*Problem to work on*: Lines before the one containing "Query: rectangular window" are excluded. Repeat that line and every line after it, exactly.

━━ Records shown ━━

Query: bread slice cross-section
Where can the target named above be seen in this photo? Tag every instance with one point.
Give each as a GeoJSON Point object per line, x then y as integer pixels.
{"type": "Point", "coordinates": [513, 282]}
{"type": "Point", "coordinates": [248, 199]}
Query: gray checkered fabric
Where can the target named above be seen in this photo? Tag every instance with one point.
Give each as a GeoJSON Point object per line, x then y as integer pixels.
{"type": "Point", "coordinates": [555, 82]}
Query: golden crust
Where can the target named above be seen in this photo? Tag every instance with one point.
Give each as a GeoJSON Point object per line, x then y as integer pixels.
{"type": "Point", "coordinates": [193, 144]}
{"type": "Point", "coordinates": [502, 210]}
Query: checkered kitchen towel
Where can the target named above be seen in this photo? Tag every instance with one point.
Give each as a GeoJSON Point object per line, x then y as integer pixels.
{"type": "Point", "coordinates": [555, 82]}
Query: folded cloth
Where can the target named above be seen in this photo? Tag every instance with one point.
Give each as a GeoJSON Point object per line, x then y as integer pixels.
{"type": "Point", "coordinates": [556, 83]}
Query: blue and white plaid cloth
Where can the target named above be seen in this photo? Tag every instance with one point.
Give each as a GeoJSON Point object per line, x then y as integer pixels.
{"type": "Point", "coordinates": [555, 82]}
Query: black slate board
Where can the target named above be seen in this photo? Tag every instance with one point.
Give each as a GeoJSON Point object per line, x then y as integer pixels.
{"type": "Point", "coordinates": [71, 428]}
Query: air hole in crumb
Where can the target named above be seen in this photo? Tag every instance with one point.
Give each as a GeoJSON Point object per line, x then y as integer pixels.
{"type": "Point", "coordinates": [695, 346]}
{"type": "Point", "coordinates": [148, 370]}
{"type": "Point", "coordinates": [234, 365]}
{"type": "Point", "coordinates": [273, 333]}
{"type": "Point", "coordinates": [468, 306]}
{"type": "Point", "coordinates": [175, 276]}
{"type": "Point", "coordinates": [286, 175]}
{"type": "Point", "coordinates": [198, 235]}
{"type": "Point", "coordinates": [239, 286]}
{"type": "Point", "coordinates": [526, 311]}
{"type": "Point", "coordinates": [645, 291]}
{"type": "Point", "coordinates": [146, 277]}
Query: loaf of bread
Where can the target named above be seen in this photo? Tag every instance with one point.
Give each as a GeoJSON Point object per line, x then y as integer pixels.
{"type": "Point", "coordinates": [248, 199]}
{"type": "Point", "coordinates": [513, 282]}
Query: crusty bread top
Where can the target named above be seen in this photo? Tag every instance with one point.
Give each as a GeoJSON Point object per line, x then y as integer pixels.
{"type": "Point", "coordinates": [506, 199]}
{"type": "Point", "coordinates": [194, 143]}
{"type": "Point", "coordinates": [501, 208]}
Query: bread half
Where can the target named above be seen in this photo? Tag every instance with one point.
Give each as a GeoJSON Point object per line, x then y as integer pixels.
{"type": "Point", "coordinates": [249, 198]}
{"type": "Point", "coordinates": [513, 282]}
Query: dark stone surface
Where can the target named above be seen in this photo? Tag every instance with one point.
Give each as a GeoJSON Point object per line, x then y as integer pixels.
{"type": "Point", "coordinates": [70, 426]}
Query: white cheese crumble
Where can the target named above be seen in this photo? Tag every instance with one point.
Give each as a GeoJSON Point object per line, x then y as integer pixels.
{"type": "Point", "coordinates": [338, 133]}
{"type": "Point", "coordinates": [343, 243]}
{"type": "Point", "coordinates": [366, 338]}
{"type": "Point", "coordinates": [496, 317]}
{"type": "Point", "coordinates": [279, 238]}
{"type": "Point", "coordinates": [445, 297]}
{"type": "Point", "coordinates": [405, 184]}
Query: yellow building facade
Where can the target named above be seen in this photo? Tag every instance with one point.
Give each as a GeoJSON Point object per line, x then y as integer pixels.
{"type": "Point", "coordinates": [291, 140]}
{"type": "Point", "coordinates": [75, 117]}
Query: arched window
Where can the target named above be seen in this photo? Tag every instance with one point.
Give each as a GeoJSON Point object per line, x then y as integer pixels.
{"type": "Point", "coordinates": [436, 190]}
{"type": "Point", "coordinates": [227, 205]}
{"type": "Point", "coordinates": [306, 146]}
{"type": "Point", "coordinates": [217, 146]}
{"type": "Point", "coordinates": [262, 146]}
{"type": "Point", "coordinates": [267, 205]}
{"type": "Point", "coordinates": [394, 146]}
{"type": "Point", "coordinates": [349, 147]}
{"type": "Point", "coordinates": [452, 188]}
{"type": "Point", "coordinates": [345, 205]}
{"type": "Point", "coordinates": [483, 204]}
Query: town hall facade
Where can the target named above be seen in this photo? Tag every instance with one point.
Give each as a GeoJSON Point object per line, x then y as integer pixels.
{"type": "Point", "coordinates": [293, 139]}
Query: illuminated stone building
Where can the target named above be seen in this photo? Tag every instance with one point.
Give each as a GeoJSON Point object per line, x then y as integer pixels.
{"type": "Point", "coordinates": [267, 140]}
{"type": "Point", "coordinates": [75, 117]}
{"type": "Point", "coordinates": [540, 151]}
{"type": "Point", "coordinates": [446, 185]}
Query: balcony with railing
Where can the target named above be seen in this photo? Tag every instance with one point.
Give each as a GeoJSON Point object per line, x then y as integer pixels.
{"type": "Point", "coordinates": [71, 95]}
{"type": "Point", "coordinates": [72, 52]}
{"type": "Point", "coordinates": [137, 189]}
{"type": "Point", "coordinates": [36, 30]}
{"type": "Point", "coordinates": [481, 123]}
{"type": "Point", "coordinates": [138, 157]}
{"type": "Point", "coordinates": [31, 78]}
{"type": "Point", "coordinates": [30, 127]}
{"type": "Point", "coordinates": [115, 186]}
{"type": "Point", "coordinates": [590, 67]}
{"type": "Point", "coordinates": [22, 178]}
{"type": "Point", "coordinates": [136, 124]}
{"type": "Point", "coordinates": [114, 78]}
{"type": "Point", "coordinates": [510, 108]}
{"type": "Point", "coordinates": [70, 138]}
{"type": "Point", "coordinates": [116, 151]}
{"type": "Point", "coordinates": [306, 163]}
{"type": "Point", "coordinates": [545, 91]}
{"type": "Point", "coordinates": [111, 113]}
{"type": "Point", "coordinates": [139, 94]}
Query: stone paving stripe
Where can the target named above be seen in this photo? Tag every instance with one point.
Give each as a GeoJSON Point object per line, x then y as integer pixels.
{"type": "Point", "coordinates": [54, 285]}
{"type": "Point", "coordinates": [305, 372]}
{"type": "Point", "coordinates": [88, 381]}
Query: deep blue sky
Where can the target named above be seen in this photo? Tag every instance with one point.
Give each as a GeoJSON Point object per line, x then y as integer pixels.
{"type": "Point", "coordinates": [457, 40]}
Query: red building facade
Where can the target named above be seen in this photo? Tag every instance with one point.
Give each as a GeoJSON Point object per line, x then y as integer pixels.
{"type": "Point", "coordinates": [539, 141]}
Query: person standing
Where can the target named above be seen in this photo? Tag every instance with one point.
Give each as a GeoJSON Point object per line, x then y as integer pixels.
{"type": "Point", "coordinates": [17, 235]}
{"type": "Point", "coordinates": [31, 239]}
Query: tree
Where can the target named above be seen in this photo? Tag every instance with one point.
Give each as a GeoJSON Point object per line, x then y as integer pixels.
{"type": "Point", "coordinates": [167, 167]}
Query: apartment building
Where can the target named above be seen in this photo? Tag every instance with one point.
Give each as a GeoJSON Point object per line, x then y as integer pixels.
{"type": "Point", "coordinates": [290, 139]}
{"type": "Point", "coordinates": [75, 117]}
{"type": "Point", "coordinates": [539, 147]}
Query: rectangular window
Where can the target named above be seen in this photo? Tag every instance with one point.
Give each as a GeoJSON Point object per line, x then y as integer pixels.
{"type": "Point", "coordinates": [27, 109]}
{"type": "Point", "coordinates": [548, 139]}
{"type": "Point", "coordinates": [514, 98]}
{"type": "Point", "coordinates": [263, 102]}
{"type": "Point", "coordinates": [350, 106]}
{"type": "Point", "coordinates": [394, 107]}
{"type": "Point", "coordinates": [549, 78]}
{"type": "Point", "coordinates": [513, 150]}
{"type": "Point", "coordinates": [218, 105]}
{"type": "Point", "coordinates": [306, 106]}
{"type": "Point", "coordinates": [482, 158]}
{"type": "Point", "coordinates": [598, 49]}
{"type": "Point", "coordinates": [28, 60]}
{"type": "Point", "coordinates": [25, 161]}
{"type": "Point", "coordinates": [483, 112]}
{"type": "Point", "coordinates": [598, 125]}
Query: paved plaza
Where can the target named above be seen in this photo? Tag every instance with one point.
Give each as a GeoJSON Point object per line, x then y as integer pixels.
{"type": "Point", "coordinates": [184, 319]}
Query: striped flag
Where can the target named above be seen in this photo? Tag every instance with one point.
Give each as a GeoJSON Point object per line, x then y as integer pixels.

━━━

*Full solution*:
Query: rectangular window
Where can the target named above be seen in this photo? Tag every instance with one point.
Give each as a GeoJSON Point object per line, x then y as integer pixels.
{"type": "Point", "coordinates": [27, 109]}
{"type": "Point", "coordinates": [548, 139]}
{"type": "Point", "coordinates": [514, 98]}
{"type": "Point", "coordinates": [263, 102]}
{"type": "Point", "coordinates": [350, 106]}
{"type": "Point", "coordinates": [394, 107]}
{"type": "Point", "coordinates": [549, 78]}
{"type": "Point", "coordinates": [513, 150]}
{"type": "Point", "coordinates": [218, 105]}
{"type": "Point", "coordinates": [306, 106]}
{"type": "Point", "coordinates": [482, 158]}
{"type": "Point", "coordinates": [598, 49]}
{"type": "Point", "coordinates": [28, 60]}
{"type": "Point", "coordinates": [25, 161]}
{"type": "Point", "coordinates": [483, 112]}
{"type": "Point", "coordinates": [598, 125]}
Query: paved plaza
Where can the target named above be seen in this photo? Tag every instance with one point.
Give each as a GeoJSON Point object per line, x then y as integer pixels.
{"type": "Point", "coordinates": [184, 319]}
Query: striped flag
Where can the target named above be seen in this photo? Tag every instance with one point.
Give each as a GeoJSON Point object per line, x then y as integer pixels.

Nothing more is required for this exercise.